Aussi, bien qu’il soit reconnu par l’Organisation mondiale de la Santé (OMS), le syndrome de fatigue chronique reste très méconnu en France. "C’est très pénible parce que les patients qui ont cette maladie, qui est très organique, sont des gens qui, pourtant, vont très bien", explique le professeur François Authier. "Ils ont une vie normale, des enfants, une vie active, un travail, et n'ont aucune raison d'être ni déprimés, ni quoi que ce soit". Pourtant, un jour, brutalement, "ils deviennent malades et on ne leur trouve rien". C’est d’ailleurs ‘une des caractéristiques de ce syndrome de fatigue chronique, de ne pouvoir être diagnostiqué facilement via des examens conventionnels. 

Comment le diagnostiquer ?

Le meilleur moyen de se faire diagnostiquer est de se rendre chez un spécialiste et d’effectuer un bilan de fatigue et de sommeil, comme le propose le service de la professeure Isabelle Arnulf à l’hôpital de la Pitié-Salpêtrière, à Paris. Mais il est possible, en amont, de répondre à un auto-questionnaire sur internet.

Données fournies:
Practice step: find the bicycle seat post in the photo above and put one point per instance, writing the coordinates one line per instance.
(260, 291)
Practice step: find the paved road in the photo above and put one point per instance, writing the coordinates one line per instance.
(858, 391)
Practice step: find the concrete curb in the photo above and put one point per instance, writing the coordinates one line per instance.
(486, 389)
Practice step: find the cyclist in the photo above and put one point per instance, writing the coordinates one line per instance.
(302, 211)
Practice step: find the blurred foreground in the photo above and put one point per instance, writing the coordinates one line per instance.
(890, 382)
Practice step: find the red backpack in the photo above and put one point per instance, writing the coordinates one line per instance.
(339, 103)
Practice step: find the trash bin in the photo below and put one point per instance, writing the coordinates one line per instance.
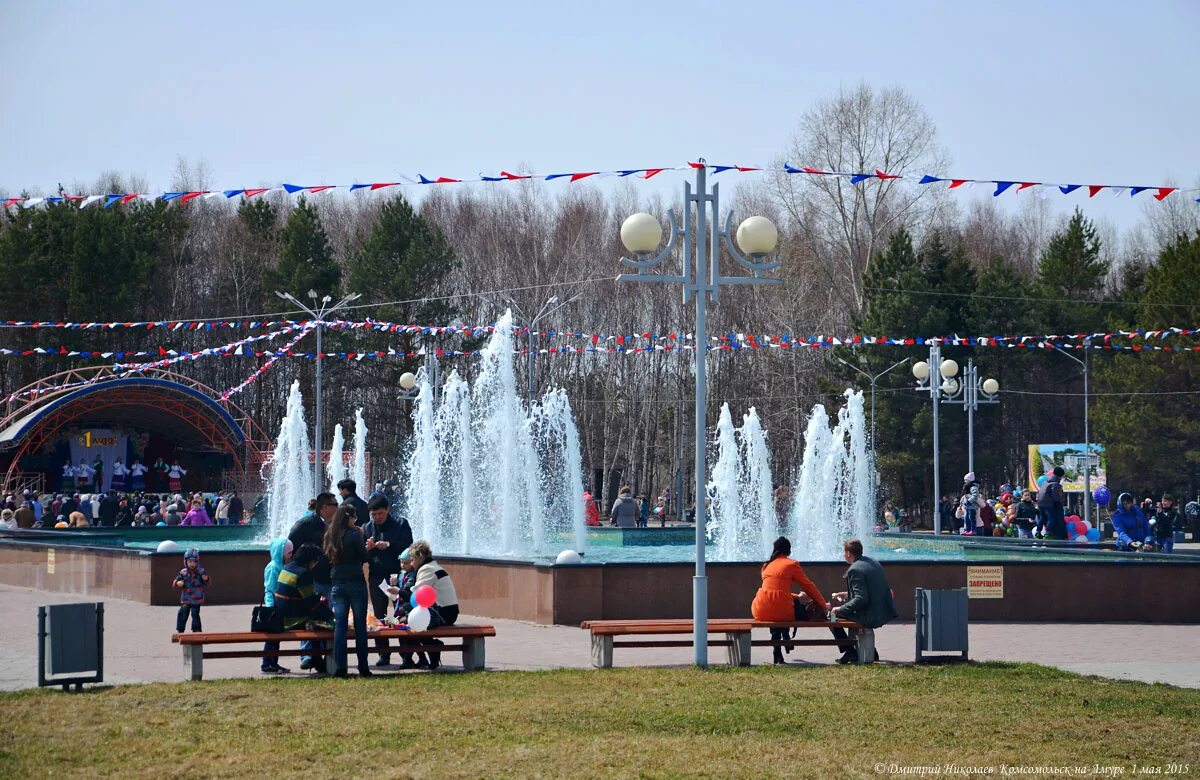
(941, 622)
(71, 645)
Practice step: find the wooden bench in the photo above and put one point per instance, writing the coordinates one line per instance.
(737, 640)
(472, 648)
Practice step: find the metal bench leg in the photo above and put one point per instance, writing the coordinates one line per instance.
(601, 652)
(193, 661)
(865, 646)
(473, 658)
(738, 648)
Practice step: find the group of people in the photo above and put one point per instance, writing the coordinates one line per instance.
(87, 477)
(867, 600)
(629, 511)
(1025, 514)
(341, 559)
(115, 509)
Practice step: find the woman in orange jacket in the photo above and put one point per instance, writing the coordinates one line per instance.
(775, 600)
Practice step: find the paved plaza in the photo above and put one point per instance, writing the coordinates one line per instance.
(138, 648)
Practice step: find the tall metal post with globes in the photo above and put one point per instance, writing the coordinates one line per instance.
(319, 311)
(947, 370)
(970, 394)
(701, 281)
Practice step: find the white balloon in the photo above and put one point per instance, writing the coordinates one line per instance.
(419, 619)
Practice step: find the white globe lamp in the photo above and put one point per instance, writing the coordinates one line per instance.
(641, 233)
(757, 235)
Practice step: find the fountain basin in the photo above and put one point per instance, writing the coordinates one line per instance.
(1072, 587)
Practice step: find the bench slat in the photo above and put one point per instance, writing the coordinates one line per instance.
(453, 631)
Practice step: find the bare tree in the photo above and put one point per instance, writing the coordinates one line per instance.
(859, 130)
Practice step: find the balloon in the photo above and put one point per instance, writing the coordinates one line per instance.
(426, 597)
(419, 619)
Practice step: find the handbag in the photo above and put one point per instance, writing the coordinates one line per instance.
(267, 619)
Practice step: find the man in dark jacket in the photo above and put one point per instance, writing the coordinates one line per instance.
(349, 491)
(387, 539)
(108, 507)
(1050, 503)
(868, 595)
(310, 529)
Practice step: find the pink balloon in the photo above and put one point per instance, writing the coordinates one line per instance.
(426, 597)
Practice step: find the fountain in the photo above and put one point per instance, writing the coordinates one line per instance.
(291, 469)
(489, 475)
(336, 465)
(834, 495)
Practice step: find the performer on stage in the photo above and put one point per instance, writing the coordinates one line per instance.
(119, 472)
(177, 474)
(139, 475)
(160, 473)
(97, 469)
(83, 475)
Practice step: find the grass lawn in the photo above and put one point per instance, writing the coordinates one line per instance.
(748, 723)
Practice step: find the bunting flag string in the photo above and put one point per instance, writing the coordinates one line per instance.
(999, 186)
(628, 342)
(181, 324)
(267, 366)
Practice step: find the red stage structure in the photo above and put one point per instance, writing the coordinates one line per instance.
(178, 411)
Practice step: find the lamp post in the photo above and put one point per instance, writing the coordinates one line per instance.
(970, 394)
(701, 280)
(319, 310)
(947, 370)
(873, 381)
(1087, 437)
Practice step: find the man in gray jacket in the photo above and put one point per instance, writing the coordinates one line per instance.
(624, 509)
(868, 597)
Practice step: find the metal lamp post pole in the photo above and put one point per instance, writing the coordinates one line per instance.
(1087, 437)
(701, 281)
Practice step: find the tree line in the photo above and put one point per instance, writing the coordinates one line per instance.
(877, 258)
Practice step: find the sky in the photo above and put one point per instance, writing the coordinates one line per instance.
(318, 93)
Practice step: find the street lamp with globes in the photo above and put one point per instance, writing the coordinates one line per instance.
(701, 280)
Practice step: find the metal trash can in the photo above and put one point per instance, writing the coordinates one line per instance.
(71, 645)
(941, 622)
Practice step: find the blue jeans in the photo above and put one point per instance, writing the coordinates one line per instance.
(347, 597)
(306, 645)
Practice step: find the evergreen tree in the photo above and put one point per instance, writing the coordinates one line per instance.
(1153, 441)
(1072, 268)
(306, 259)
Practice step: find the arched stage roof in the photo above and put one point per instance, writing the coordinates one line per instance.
(156, 401)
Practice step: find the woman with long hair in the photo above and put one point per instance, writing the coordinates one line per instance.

Ensemble de tâches:
A. Veuillez recopier à l'identique le passage du texte sur le syndrome de fatigue chronique, depuis « Comment le diagnostiquer ? » jusqu'à « auto-questionnaire sur internet. » inclus.
B. D'après le texte sur le syndrome de fatigue chronique, dans quel hôpital se trouve le service de la professeure Isabelle Arnulf ?

Résultats des tâches:
A.
Comment le diagnostiquer ?

Le meilleur moyen de se faire diagnostiquer est de se rendre chez un spécialiste et d’effectuer un bilan de fatigue et de sommeil, comme le propose le service de la professeure Isabelle Arnulf à l’hôpital de la Pitié-Salpêtrière, à Paris. Mais il est possible, en amont, de répondre à un auto-questionnaire sur internet.

B. À l'hôpital de la Pitié-Salpêtrière, à Paris.